TASK REQUIREMENTS:
Answer these questions from the announcement of Sheila Watt-Cloutier's summit keynote:
(a) To which body did Watt-Cloutier submit her 2005 petition?
(b) On what dates does the summit run, and who is co-hosting it?
(c) Who was the first keynote speaker announced?

EXCERPTED PASSAGE:

----

Sheila Watt-Cloutier, global advocate for indigenous rights and health, and leader focused on the impact of climate change on human rights, will present a keynote address at the Right Here, Right Now Global Climate Summit at CU Boulder in December.
In 2005, Watt-Cloutier launched the world's first international legal action on climate change: a petition to the Inter-American Commission on Human Rights alleging that fossil fuel emissions from the United States—a large contributor to global warming —violated Inuit cultural and environmental human rights.
S. James Anaya, a distinguished professor at the University of Colorado Law School and chair of the Right Here, Right Now summit steering committee, described Watt-Cloutier as a pioneer in building awareness about the immediate human rights impacts of climate change.
“Her petition in 2005 on behalf of Inuit people in the Arctic who were seeing—and are still seeing—their way of life and survival threatened by warming temperatures, broke new ground in climate advocacy,” Anaya said. “Throughout her work as an innovative leader, author and speaker, she has inspired bold new thinking for building solutions to the climate crises that affects us all.”
Disproportionately impacted by climate change, the Arctic is not only home to polar bears but to millions of people, who are struggling to sustain their way of life as their home warms twice as fast as the rest of the planet. Watt-Cloutier has risen from humble beginnings in the Arctic to the global stage to advocate for Inuit communities’ cultural survival.
“Climate change is about people as much as it is about the earth, and the science, economics, and politics of our changing environment must always have a human face,” Watt-Cloutier wrote in her 2015 memoir The Right to Be Cold: One Woman’s Story of Protecting Her Culture, the Arctic and the Whole Planet. “[We need] to have the health of the planet and its people, rather than national interests, determine target emissions for greenhouse gasses.”
Watt-Cloutier was a 2007 Nobel Peace Prize nominee (along with Al Gore) and in 2015 was awarded the for her “lifelong work to protect the Inuit of the Arctic and defend their right to maintain their livelihoods and culture, which are acutely threatened by climate change.” For this work at the intersection of human rights and the environment, she has also been awarded the Sophie Prize (2005), the Champion of the Earth Award from the United Nations Environment Programme (2005), the Rachel Carson Prize (2007) and the Climate Change Award from the Prince Albert of Monaco Foundation (2017).
The Dec. 1–4 summit, co-hosted with United Nation Human Rights, will bring thought leaders, youth activists, scientific, political, educational, cultural and industry experts from around the world to campus for public keynotes and panels exploring how climate change impacts fundamental rights, including the right to food, safe water, housing and health.
Watt-Cloutier is the second of several keynote speakers to be announced. The first was former Irish President Mary Robinson, a well-known climate justice advocate.

----

EXTRACTED ENTRIES:
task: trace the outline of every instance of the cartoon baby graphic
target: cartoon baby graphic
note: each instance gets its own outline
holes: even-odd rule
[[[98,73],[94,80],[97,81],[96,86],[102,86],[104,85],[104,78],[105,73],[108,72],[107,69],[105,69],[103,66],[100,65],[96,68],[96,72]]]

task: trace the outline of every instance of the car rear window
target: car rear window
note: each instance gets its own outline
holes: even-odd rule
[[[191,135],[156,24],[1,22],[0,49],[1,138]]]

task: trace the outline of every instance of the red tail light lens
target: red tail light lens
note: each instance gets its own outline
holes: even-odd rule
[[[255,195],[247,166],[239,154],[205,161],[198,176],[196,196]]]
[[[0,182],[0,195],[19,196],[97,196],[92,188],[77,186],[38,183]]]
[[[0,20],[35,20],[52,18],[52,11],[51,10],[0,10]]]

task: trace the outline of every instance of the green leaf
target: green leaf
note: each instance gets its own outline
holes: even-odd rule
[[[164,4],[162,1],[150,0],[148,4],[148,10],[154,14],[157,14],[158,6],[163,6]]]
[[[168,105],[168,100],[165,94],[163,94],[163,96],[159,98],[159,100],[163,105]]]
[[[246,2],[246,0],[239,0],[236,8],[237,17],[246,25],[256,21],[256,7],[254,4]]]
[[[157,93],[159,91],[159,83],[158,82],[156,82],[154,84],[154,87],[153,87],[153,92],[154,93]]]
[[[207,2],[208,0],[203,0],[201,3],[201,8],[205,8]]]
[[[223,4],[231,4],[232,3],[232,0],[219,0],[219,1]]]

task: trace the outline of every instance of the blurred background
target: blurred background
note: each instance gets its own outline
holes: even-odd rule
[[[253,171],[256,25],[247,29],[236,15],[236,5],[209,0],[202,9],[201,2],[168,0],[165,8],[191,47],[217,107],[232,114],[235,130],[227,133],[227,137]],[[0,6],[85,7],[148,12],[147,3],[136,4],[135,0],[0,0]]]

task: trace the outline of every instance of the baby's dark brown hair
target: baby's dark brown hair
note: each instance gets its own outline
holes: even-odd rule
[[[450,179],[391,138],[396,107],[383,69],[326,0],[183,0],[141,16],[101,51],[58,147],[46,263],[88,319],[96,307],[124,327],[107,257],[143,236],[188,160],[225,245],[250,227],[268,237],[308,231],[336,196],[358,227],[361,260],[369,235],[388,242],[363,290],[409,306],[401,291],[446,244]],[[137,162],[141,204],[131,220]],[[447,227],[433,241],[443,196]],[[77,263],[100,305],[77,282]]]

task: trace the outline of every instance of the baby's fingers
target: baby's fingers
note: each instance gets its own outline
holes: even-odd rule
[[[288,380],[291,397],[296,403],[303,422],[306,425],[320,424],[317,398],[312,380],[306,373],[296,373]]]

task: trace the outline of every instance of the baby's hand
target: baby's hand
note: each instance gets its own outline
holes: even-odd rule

----

PROBLEM SOLUTION:
(a) The Inter-American Commission on Human Rights.
(b) Dec. 1–4, co-hosted with United Nation Human Rights.
(c) Former Irish President Mary Robinson.